▶ _Exercise requirements_
As the answer, set down the lines below from the one containing "Target: man's bald head" through the one containing "the spectator, one", exactly and inclusively, and no others.

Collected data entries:
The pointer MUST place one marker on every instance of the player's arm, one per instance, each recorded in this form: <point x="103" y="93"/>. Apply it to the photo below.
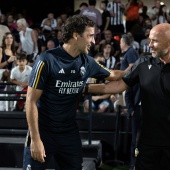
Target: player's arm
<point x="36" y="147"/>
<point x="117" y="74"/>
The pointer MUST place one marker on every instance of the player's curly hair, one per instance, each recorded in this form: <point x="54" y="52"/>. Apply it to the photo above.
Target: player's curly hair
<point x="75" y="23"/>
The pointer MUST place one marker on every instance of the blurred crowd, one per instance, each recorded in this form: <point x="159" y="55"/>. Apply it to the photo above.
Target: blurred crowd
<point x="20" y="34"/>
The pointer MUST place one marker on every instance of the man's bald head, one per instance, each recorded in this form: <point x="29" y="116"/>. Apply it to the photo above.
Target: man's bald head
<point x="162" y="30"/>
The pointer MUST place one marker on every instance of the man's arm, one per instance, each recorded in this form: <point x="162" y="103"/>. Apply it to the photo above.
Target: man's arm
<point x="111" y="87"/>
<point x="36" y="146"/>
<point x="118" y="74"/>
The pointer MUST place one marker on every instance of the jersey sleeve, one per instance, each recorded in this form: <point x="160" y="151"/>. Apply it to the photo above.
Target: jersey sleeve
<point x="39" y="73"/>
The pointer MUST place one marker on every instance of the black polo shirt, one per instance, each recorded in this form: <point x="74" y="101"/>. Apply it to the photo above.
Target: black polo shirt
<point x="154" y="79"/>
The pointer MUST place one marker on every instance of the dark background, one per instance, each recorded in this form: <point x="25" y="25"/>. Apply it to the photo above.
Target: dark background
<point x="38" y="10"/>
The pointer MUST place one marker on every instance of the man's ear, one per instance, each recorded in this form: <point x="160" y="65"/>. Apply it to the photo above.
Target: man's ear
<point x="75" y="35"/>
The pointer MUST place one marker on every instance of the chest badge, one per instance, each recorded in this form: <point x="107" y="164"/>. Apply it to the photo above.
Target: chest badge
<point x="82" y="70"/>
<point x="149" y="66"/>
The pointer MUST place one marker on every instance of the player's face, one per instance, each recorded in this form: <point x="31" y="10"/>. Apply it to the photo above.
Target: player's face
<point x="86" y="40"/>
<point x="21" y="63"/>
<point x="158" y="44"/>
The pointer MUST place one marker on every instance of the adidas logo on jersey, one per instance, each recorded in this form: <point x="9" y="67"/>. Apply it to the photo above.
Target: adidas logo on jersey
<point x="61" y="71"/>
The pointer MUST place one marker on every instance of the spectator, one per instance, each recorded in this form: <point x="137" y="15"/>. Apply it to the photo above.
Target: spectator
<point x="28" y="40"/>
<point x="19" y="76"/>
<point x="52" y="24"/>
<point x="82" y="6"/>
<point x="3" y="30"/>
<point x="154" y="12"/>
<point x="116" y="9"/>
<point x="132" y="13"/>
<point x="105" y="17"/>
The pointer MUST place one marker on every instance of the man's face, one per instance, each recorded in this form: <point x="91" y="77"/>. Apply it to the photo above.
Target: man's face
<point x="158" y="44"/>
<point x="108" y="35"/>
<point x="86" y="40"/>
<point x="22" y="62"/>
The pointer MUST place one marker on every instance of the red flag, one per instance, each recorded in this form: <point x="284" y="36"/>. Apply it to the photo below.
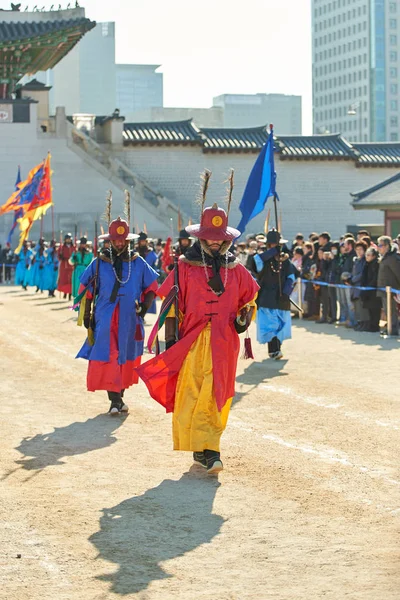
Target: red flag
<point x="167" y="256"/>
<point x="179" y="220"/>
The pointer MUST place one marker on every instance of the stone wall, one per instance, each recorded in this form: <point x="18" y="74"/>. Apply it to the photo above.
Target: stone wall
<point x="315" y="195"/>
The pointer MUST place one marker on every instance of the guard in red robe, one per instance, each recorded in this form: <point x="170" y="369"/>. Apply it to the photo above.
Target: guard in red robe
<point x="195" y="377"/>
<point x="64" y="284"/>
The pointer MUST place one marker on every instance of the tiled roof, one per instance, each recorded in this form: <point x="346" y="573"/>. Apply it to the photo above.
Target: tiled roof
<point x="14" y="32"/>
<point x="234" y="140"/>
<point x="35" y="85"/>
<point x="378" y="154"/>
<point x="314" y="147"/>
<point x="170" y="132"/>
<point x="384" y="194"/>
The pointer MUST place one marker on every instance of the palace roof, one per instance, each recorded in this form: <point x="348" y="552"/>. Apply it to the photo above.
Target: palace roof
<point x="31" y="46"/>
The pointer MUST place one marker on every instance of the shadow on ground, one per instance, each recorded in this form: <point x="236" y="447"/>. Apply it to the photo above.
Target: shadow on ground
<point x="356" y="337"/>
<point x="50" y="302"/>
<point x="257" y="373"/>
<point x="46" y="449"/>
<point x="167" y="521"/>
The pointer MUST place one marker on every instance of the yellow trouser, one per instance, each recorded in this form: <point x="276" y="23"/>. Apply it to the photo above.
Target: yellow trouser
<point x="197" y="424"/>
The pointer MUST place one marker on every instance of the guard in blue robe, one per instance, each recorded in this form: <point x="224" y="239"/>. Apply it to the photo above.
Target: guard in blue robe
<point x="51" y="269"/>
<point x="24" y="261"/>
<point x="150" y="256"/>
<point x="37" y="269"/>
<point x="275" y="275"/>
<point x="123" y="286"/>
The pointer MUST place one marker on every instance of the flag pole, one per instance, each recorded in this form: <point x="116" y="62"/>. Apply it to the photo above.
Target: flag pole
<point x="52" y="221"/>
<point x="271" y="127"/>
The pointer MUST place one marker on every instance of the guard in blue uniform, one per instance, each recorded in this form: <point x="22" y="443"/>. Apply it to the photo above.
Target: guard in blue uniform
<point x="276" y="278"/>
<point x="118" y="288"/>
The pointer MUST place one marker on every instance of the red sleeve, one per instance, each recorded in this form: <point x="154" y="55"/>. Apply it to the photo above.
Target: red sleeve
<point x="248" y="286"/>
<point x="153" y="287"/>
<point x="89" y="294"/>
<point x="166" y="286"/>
---
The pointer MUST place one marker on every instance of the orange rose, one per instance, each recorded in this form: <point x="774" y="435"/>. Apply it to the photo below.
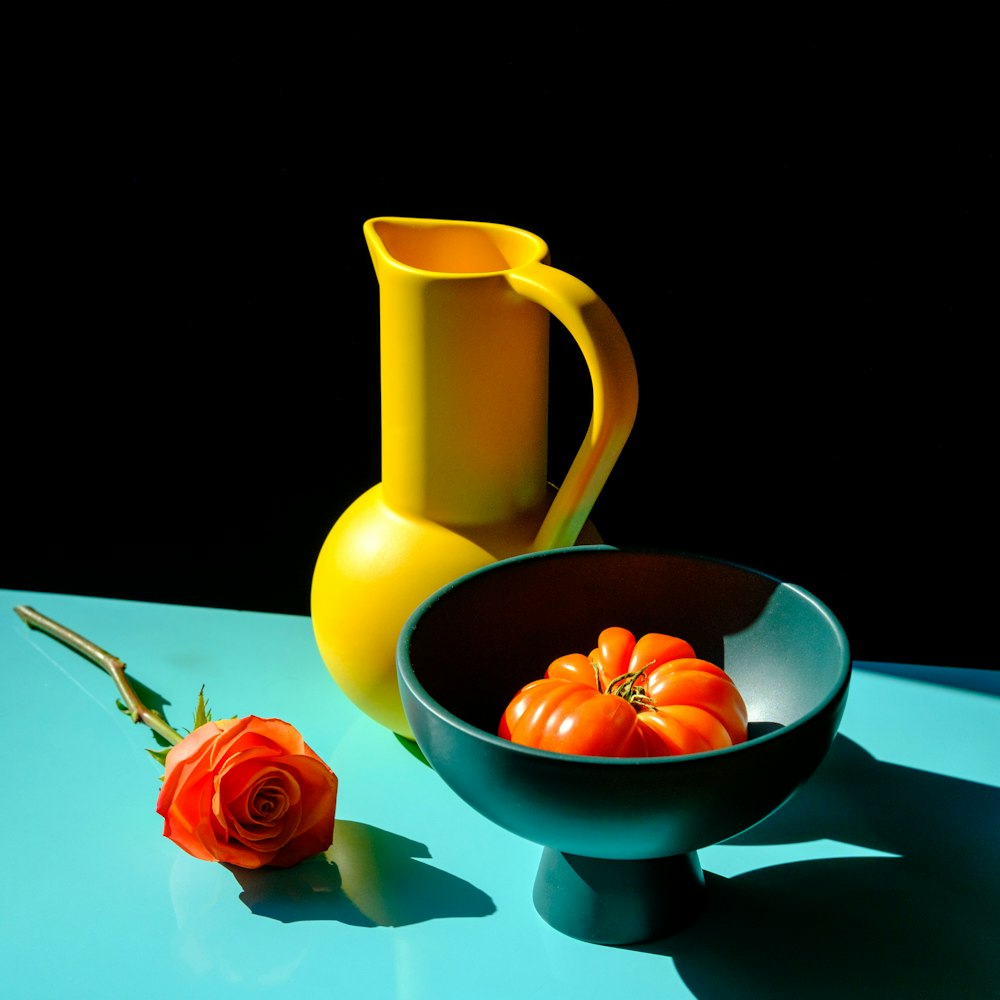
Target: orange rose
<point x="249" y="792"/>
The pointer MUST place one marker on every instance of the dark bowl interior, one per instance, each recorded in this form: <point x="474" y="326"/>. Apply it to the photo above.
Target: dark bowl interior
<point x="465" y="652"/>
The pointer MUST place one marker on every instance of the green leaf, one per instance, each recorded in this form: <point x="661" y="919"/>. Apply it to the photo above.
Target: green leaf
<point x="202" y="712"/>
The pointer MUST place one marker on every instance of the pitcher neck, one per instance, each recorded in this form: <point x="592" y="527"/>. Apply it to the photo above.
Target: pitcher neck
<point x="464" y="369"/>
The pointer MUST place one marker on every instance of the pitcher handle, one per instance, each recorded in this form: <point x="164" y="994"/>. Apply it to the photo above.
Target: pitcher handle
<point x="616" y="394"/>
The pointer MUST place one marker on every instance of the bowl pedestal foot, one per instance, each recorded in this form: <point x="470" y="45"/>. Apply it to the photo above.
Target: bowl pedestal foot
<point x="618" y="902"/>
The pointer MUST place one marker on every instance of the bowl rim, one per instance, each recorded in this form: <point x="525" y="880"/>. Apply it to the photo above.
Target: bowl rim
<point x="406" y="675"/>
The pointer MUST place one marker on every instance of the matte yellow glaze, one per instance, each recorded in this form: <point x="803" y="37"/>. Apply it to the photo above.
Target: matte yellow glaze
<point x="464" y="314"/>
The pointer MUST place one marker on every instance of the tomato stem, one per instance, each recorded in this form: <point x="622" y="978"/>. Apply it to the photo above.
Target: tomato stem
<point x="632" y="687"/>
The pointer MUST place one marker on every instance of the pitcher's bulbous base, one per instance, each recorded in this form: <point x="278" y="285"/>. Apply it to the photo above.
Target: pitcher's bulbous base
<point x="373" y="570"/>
---
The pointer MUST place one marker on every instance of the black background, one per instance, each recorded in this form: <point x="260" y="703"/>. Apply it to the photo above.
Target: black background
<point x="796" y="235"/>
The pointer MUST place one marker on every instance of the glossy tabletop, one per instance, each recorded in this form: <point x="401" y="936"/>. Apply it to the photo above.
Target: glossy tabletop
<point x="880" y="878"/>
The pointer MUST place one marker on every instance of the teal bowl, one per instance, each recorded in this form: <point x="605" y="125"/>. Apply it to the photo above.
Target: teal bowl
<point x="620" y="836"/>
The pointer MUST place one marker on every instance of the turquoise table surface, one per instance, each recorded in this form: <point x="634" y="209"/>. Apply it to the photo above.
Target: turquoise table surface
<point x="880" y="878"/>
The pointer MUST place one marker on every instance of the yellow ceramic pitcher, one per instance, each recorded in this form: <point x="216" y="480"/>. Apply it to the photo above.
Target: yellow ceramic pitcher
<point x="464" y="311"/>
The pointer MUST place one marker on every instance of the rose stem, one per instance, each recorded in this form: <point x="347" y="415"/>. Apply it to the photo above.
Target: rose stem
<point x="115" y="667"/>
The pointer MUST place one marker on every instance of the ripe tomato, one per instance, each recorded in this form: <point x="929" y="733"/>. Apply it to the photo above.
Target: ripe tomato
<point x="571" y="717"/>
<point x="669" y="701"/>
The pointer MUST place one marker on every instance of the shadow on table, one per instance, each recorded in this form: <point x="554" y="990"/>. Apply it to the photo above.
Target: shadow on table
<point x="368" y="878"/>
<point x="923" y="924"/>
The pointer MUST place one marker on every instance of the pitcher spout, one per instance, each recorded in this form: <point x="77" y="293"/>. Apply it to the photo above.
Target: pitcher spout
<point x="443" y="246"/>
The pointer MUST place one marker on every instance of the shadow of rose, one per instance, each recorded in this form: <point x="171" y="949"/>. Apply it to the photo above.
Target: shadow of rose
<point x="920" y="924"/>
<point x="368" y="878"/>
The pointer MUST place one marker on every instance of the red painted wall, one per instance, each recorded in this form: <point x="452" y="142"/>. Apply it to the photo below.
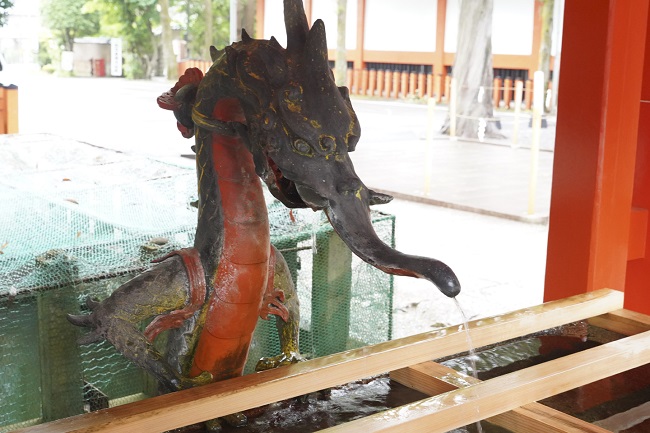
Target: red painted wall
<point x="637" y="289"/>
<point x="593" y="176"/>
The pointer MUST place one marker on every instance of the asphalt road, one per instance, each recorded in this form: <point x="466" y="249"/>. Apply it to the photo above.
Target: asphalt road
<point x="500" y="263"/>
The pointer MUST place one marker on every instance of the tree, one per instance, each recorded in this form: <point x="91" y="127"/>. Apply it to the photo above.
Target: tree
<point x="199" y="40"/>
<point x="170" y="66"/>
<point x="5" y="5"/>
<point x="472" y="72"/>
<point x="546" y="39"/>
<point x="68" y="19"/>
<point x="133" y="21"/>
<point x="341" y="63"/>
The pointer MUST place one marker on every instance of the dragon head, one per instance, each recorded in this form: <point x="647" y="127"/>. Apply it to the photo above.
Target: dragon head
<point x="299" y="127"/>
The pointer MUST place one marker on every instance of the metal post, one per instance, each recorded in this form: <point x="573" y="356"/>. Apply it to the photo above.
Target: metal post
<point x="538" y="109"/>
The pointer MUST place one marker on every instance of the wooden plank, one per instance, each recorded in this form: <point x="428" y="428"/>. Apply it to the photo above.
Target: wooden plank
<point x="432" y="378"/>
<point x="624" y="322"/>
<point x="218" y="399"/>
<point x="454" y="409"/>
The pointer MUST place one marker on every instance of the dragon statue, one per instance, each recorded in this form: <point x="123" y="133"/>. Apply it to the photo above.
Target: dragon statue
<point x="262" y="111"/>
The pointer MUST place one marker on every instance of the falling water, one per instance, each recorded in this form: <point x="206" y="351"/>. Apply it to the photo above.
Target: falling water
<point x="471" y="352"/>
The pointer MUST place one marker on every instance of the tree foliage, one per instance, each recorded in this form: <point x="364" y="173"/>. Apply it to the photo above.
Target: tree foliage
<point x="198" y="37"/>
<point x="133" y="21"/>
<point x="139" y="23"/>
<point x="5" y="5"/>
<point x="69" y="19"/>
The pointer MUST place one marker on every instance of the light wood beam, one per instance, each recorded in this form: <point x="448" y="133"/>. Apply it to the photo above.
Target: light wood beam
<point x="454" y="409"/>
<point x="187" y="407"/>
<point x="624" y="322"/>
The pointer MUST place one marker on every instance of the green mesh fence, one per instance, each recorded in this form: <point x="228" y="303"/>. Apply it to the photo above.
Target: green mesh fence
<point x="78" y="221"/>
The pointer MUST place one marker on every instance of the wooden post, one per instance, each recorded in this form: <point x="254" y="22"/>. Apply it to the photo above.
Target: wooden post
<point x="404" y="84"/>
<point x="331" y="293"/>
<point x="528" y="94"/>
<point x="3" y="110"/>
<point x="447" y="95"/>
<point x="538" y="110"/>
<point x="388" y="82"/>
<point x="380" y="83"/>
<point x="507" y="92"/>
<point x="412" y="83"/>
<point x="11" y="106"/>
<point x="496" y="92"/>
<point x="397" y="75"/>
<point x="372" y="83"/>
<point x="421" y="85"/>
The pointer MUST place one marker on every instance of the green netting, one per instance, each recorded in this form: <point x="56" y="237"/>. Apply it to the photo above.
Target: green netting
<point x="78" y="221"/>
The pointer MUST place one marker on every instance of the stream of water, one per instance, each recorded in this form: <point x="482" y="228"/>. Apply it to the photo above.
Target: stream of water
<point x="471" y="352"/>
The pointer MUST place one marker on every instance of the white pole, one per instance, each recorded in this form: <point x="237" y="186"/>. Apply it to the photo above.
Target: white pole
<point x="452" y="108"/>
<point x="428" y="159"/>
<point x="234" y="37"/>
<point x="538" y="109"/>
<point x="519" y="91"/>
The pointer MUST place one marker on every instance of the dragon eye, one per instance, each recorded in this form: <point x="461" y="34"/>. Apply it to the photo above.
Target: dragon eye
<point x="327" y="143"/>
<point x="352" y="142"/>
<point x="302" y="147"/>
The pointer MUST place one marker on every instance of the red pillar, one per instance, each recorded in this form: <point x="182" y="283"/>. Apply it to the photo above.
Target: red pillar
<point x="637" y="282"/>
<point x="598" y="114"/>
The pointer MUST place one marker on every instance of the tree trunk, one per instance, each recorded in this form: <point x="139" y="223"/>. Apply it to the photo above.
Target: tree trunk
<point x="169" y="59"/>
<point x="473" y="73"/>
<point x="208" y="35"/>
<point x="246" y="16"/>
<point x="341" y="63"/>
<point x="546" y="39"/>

▶ _Answer below_
Target: man's bald head
<point x="162" y="30"/>
The pointer MUST place one marker on every instance of the man's arm, one per instance, each recorded in this form: <point x="162" y="103"/>. Apply it to the photo above.
Target: man's arm
<point x="111" y="87"/>
<point x="36" y="146"/>
<point x="118" y="74"/>
The pointer MUST place one marker on every instance of the jersey sleeve, one per instance, each recorded in this form: <point x="160" y="151"/>. Apply it to the photo above.
Target: jersey sleeve
<point x="39" y="73"/>
The pointer MUST place one marker on every instance of the black polo shirt, one per instance, each recorded in this form: <point x="74" y="101"/>. Apply it to the photo above.
Target: black polo shirt
<point x="154" y="79"/>
The pointer MUST place one marker on every instance of the dark background, one per instance, each recorded in this form: <point x="25" y="25"/>. Apply it to the photo above.
Target: dark background
<point x="38" y="10"/>
The pointer MUST place one marker on every instance of the man's ear, one per instance, each recorded in this form: <point x="160" y="65"/>. Apply it to the photo above.
Target: man's ear
<point x="75" y="35"/>
The pointer MUST place one marker on every instance of the chest badge, one per instance, each recorded in this form: <point x="107" y="164"/>. Apply it to the photo above.
Target: chest badge
<point x="82" y="70"/>
<point x="149" y="66"/>
The pointer MUST place one marker on every instance of the player's face, one per instance, each recorded in this form: <point x="31" y="10"/>. Apply it to the photo above.
Target: player's face
<point x="86" y="40"/>
<point x="21" y="63"/>
<point x="158" y="44"/>
The pointer MUST place one marker on every instance of the adidas logo on jersey, one per instance, each recorded in this form: <point x="9" y="67"/>. Apply it to the photo above.
Target: adidas logo on jersey
<point x="61" y="71"/>
The pointer MUST place one marker on every instance of the spectator, one per instance, each recorded in this form: <point x="137" y="15"/>. Apply it to the photo above.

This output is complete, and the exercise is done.